• _Trabajo pendiente_
1. Responde a estas preguntas según lo que dice el artículo:
(a) ¿Qué acaba de inaugurar el rey Juan Carlos junto a la Cueva de Altamira?
(b) ¿Qué sentimiento une a detractores y defensores de esa obra?
(c) ¿Desde qué país se escribe el artículo?
2. Copia del artículo todo el texto que va desde "Prohibido fijar carteles" hasta "escepticismo más rotundo.".

Prohibido fijar carteles

Aunque usted no lo crea, justo al lado de la célebre Cueva de Altamira, el rey Juan Carlos acaba de inaugurar una cueva exactamente igual en la que se reproducen, milímetro a milímetro, la estructura pétrea y los bisontes de la original. Como era de esperar, tamaño emprendimiento ya cuenta con detractores y defensores unidos por un mismo sentimiento: el escepticismo más rotundo.

Por RODRIGO FRESAN

Desde España “Soy el que soy”, “Pienso, luego existo”, “Ser o no ser”, “Me niego a creer que Dios juegue a los dados con el Cosmos”, “Un pequeño paso para el hombre, un gran salto para la humanidad”, “Todo lo que necesitas es amor”, son algunos de los muchos mantras/slogans que el hombre ha ido pronunciando o puesto en boca de dioses bíblicos o semidioses pop para así explicar y explicarse un poco los cómos y porqués de su paso por el tiempo y la vida. Frases que hacen historia para convertirse, casi en el acto, en parte de la historia.

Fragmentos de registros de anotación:

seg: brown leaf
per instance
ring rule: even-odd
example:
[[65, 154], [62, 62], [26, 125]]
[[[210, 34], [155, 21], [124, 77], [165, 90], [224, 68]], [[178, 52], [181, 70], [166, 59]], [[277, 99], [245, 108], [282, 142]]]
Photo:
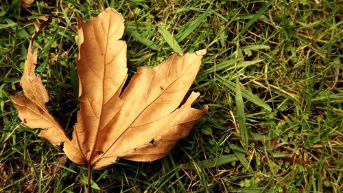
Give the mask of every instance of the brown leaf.
[[[174, 54], [154, 68], [140, 67], [121, 91], [128, 72], [126, 43], [120, 40], [124, 32], [123, 22], [121, 14], [111, 8], [91, 18], [88, 23], [78, 18], [80, 110], [72, 139], [63, 138], [62, 141], [64, 150], [71, 161], [93, 165], [97, 170], [119, 158], [150, 161], [165, 156], [207, 110], [206, 106], [204, 110], [191, 107], [200, 95], [195, 92], [178, 109], [199, 71], [205, 50], [183, 56]], [[29, 67], [32, 71], [34, 70], [34, 66]], [[38, 88], [43, 90], [40, 82]], [[30, 98], [25, 87], [24, 93]], [[42, 105], [37, 104], [41, 104], [41, 100], [44, 106], [47, 101], [45, 88], [44, 91], [39, 102], [29, 100], [39, 109], [43, 109]], [[19, 115], [19, 115], [21, 120], [32, 116], [17, 109]], [[44, 111], [31, 111], [36, 116], [46, 114]], [[60, 130], [60, 127], [54, 130]]]
[[31, 7], [31, 3], [34, 3], [34, 0], [22, 0], [21, 7], [23, 8], [29, 8]]
[[32, 54], [30, 43], [25, 62], [24, 73], [21, 80], [25, 98], [17, 95], [11, 96], [11, 100], [18, 109], [19, 118], [25, 122], [27, 126], [43, 128], [39, 136], [46, 138], [54, 145], [60, 145], [69, 139], [45, 106], [45, 103], [49, 101], [49, 96], [40, 76], [34, 75], [36, 61], [37, 48]]

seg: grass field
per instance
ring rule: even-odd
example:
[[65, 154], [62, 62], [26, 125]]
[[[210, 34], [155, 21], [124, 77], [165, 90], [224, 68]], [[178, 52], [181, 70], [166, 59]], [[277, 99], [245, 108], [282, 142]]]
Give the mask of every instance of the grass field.
[[93, 171], [94, 192], [343, 192], [342, 1], [20, 1], [0, 3], [0, 192], [84, 191], [86, 166], [64, 164], [62, 148], [25, 126], [10, 95], [22, 91], [40, 27], [36, 73], [71, 135], [76, 16], [113, 7], [126, 21], [129, 76], [172, 52], [207, 49], [191, 91], [209, 110], [166, 157]]

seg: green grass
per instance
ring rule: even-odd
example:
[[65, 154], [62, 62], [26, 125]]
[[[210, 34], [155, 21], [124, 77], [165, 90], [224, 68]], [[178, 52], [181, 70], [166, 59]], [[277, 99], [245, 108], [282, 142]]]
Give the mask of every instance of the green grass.
[[56, 167], [62, 148], [21, 124], [9, 96], [21, 91], [27, 47], [45, 16], [36, 73], [71, 134], [76, 16], [110, 6], [126, 20], [130, 76], [173, 52], [207, 49], [191, 90], [209, 111], [169, 156], [93, 171], [95, 192], [343, 192], [340, 1], [20, 1], [0, 3], [0, 192], [84, 191], [86, 167]]

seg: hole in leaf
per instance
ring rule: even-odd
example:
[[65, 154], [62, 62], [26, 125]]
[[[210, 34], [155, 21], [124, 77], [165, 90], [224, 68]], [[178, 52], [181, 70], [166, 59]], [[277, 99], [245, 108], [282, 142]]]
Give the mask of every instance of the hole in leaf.
[[155, 142], [155, 139], [151, 139], [150, 142], [149, 142], [149, 144], [152, 144], [152, 145], [154, 145], [154, 143]]

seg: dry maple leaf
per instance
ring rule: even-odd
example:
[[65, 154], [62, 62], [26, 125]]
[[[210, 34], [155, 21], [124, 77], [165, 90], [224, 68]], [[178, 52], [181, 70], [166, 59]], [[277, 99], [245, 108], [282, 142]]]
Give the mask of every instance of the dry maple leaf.
[[32, 54], [31, 43], [21, 81], [25, 97], [11, 97], [25, 125], [43, 128], [40, 136], [54, 145], [63, 144], [71, 161], [88, 168], [100, 170], [119, 158], [161, 158], [207, 110], [191, 107], [200, 95], [195, 92], [178, 109], [205, 50], [174, 54], [154, 68], [139, 68], [121, 93], [128, 71], [126, 43], [120, 40], [123, 22], [112, 8], [87, 23], [78, 18], [80, 109], [71, 140], [45, 106], [49, 97], [40, 77], [34, 75], [37, 49]]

• _Conjunto de respuestas_
1.
(a) Una cueva exactamente igual a la original, en la que se reproducen, milímetro a milímetro, la estructura pétrea y los bisontes.
(b) El escepticismo más rotundo.
(c) Desde España.

2.
Prohibido fijar carteles

Aunque usted no lo crea, justo al lado de la célebre Cueva de Altamira, el rey Juan Carlos acaba de inaugurar una cueva exactamente igual en la que se reproducen, milímetro a milímetro, la estructura pétrea y los bisontes de la original. Como era de esperar, tamaño emprendimiento ya cuenta con detractores y defensores unidos por un mismo sentimiento: el escepticismo más rotundo.